Performance Tuning

Tune HestiaStore with workload data, not by turning every knob at once. Start from a correct baseline, measure, then change one group of settings at a time.

Tune in this order

Verify the basic configuration and directory choice are correct.
Measure read latency, write latency, cache hit behavior, and WAL overhead.
Adjust one configuration family at a time.
Re-measure before keeping a change.

High-impact tuning areas

Segment sizing

withMaxNumberOfKeysInSegment() controls when segments split. Larger segments reduce split frequency but can increase maintenance cost and read work within a segment.

Use larger values when:

workloads are write-heavy
segment churn is too high
you can tolerate larger compaction work units

Use smaller values when:

read locality is suffering
split and maintenance work is too bursty
recovery or rebuild windows need smaller units

Cache sizing

withMaxNumberOfSegmentsInCache() controls index-level segment residency
withMaxNumberOfKeysInSegmentCache() controls per-segment cached data

Increase cache budgets when cache misses or repeated disk reads dominate. Reduce them when memory pressure hurts the rest of the application more than the saved I/O helps.

Sparse index granularity

withMaxNumberOfKeysInSegmentIndexPage() changes how coarse or fine the segment-level sparse index is.

Smaller pages improve seek precision but increase index overhead.

- PROBLEMS TO WORK ON -
1 - Retype the part of the tuning guide that starts with "Measure read latency, write" and goes on through "within a segment.".
2 - Answer these questions from the tuning guide:
(a) Which method controls when segments split?
(b) According to the guide, when should cache budgets be reduced?
(c) What do smaller sparse index pages improve, and what do they increase?

- SOURCE MATERIAL -
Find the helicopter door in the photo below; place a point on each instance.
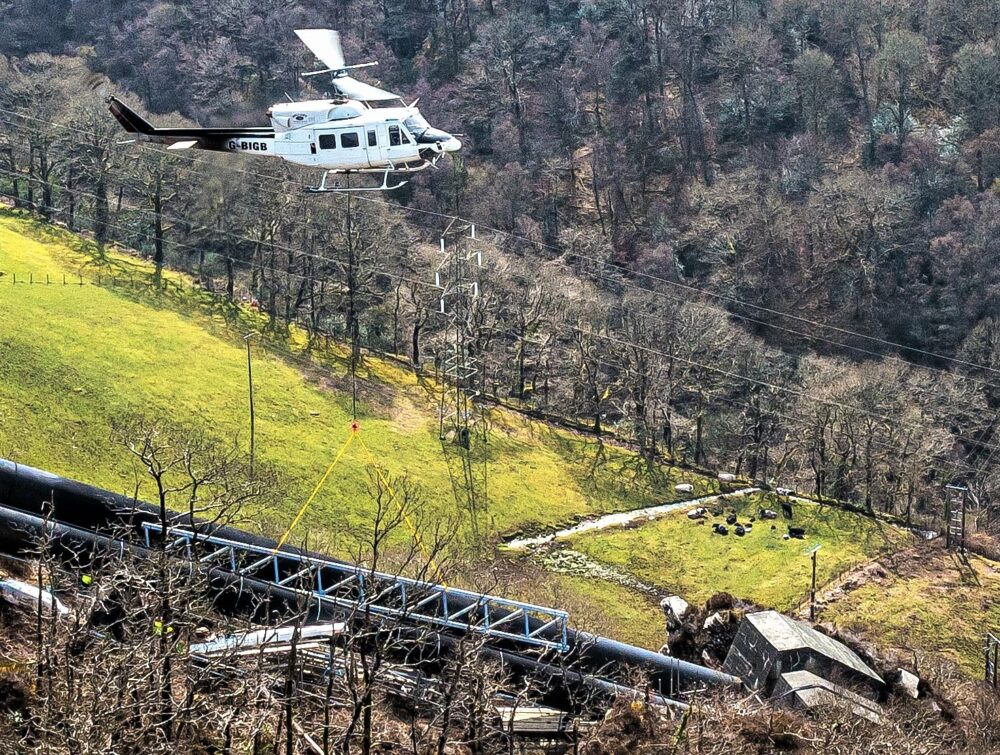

- TASK SOLUTIONS -
1 -
Measure read latency, write latency, cache hit behavior, and WAL overhead.
Adjust one configuration family at a time.
Re-measure before keeping a change.

High-impact tuning areas

Segment sizing

withMaxNumberOfKeysInSegment() controls when segments split. Larger segments reduce split frequency but can increase maintenance cost and read work within a segment.

2 -
(a) withMaxNumberOfKeysInSegment()
(b) When memory pressure hurts the rest of the application more than the saved I/O helps.
(c) They improve seek precision and increase index overhead.